| Coordinate annotation entries |
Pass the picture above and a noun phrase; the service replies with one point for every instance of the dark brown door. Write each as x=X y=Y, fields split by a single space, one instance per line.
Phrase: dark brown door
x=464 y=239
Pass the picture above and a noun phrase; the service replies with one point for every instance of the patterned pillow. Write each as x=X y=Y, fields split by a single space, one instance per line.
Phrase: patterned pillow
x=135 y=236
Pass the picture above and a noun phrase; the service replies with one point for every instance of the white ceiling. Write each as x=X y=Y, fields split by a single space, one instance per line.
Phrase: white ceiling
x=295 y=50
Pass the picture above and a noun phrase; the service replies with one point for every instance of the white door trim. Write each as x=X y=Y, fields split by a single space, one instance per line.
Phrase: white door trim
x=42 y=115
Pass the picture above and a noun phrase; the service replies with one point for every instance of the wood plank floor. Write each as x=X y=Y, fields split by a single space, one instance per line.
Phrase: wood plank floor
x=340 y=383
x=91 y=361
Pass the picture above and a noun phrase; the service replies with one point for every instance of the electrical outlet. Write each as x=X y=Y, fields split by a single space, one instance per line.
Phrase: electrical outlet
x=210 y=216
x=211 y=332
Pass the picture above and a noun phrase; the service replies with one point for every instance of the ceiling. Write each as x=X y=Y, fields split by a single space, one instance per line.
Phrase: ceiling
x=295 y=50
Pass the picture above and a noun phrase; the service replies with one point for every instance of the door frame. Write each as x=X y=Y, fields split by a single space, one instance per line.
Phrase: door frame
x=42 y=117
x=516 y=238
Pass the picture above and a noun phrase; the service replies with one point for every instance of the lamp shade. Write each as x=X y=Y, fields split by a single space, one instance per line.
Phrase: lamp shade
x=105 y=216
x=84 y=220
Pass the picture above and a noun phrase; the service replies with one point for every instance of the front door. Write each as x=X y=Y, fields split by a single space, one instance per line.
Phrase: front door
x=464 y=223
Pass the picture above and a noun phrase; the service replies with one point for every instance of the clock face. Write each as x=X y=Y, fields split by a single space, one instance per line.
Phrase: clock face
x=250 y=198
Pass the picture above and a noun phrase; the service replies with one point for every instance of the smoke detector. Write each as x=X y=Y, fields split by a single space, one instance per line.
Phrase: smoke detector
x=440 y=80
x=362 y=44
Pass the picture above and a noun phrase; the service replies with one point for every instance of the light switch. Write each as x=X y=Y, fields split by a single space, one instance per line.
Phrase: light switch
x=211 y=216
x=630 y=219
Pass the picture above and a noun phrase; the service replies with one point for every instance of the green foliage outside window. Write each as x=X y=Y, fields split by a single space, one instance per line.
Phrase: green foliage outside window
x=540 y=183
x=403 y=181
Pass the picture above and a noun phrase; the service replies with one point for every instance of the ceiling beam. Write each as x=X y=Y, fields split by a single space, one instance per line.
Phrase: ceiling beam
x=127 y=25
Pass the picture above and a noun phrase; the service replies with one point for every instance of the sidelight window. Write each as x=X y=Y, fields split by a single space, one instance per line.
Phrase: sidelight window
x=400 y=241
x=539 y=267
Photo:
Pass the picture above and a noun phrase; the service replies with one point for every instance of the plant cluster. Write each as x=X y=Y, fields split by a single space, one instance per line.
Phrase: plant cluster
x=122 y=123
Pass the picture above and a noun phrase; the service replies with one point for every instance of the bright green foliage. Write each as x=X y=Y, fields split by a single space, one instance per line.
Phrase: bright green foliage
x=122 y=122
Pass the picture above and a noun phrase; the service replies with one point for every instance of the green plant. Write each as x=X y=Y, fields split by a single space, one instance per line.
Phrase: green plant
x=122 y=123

| What you are asked to do |
Print every item above again, word for word and unchanged.

| Response below |
Pass the picture above and a noun phrase; the service replies with one point for every instance of the dark brown door. Write each as x=X y=Y, fields split by a single space, one instance per line.
Phrase: dark brown door
x=464 y=239
Pass the picture above and a noun phrase; the service replies with one point for every instance of the patterned pillow. Write each as x=X y=Y, fields split by a single space, one instance per line.
Phrase: patterned pillow
x=135 y=236
Pass the picture above and a noun phrase; the service replies with one point for every instance of the white ceiling. Write each as x=X y=Y, fields split by a single space, one instance per line.
Phrase: white ceiling
x=295 y=50
Pass the picture above and a noun phrase; the service replies with one point for every instance of the white door trim. Write each as x=X y=Y, fields split by a single space, one instance per line.
Phrase: white door trim
x=42 y=115
Pass the picture above and a noun phrase; the service replies with one point for every instance of the wood plank floor. Write each as x=X y=Y, fields split by a single space, one instance per line.
Phrase: wood plank floor
x=340 y=383
x=91 y=361
Pass the picture above and a noun phrase; the service replies with one point for every instance of the electrical outlet. Write each as x=X y=Y, fields split by a single space, one instance per line.
Phrase: electrical outlet
x=210 y=216
x=211 y=332
Pass the picture above and a noun phrase; the service replies with one point for every instance of the ceiling. Write each as x=X y=Y, fields split by a single space, one instance per line.
Phrase: ceiling
x=295 y=50
Pass the picture above and a noun phrase; the service replies with one point for every instance of the door frame. Write each as x=X y=Y, fields split by a single space, one instance per line.
Phrase: door frame
x=42 y=117
x=516 y=238
Pass the picture above and a noun phrase; the service replies with one point for every instance of the lamp shade. Write each as x=X y=Y, fields split by a single space, one instance per line.
Phrase: lamp shade
x=105 y=216
x=84 y=220
Pass the picture above and a noun phrase; the service replies with one point for every instance of the front door. Write each as x=X y=Y, fields split by a single space, one instance per line.
Phrase: front door
x=464 y=223
Pass the picture above and a noun phrase; the service replies with one point for every instance of the clock face. Write each as x=X y=Y, fields split by a single space, one instance per line.
Phrase: clock face
x=250 y=198
Pass the picture above and a noun phrase; the service replies with one point for every instance of the smoke detector. Write each as x=X y=Y, fields split by a single space, one instance per line.
Phrase: smoke detector
x=440 y=80
x=362 y=44
Pass the picture above and a noun phrase; the service replies with one point for every instance of the light switch. Write each as x=X y=Y, fields split by a single space, one instance per line.
Phrase: light switch
x=211 y=216
x=630 y=219
Pass the picture above and a noun phrase; the service replies with one point for every instance of the green foliage outside window. Write each as x=X y=Y, fields split by a single space, one instance per line.
Phrase: green foliage outside window
x=540 y=183
x=403 y=181
Pass the picture above and a noun phrase; the service replies with one point for every instance of the ceiling beam. Write each as x=X y=Y, fields split by a single space, one instance per line.
Phrase: ceiling beam
x=127 y=25
Pass the picture above and a noun phrase; the service replies with one point for every instance of the sidelight window. Write each as x=X y=Y, fields split by a single space, one instance per line.
Phrase: sidelight window
x=400 y=241
x=539 y=267
Photo:
Pass the picture above and a noun phrase; the service replies with one point for every instance of the plant cluster. Write each as x=X y=Y, fields split by a single space, one instance per line.
Phrase: plant cluster
x=122 y=123
Pass the picture above and a noun phrase; the service replies with one point for every instance of the bright green foliage. Write each as x=X y=Y, fields split by a single space, one instance per line.
Phrase: bright green foliage
x=122 y=122
Pass the picture above and a noun phrase; the service replies with one point for every instance of the green plant. Write each as x=X y=Y, fields split by a single space, one instance per line.
Phrase: green plant
x=122 y=123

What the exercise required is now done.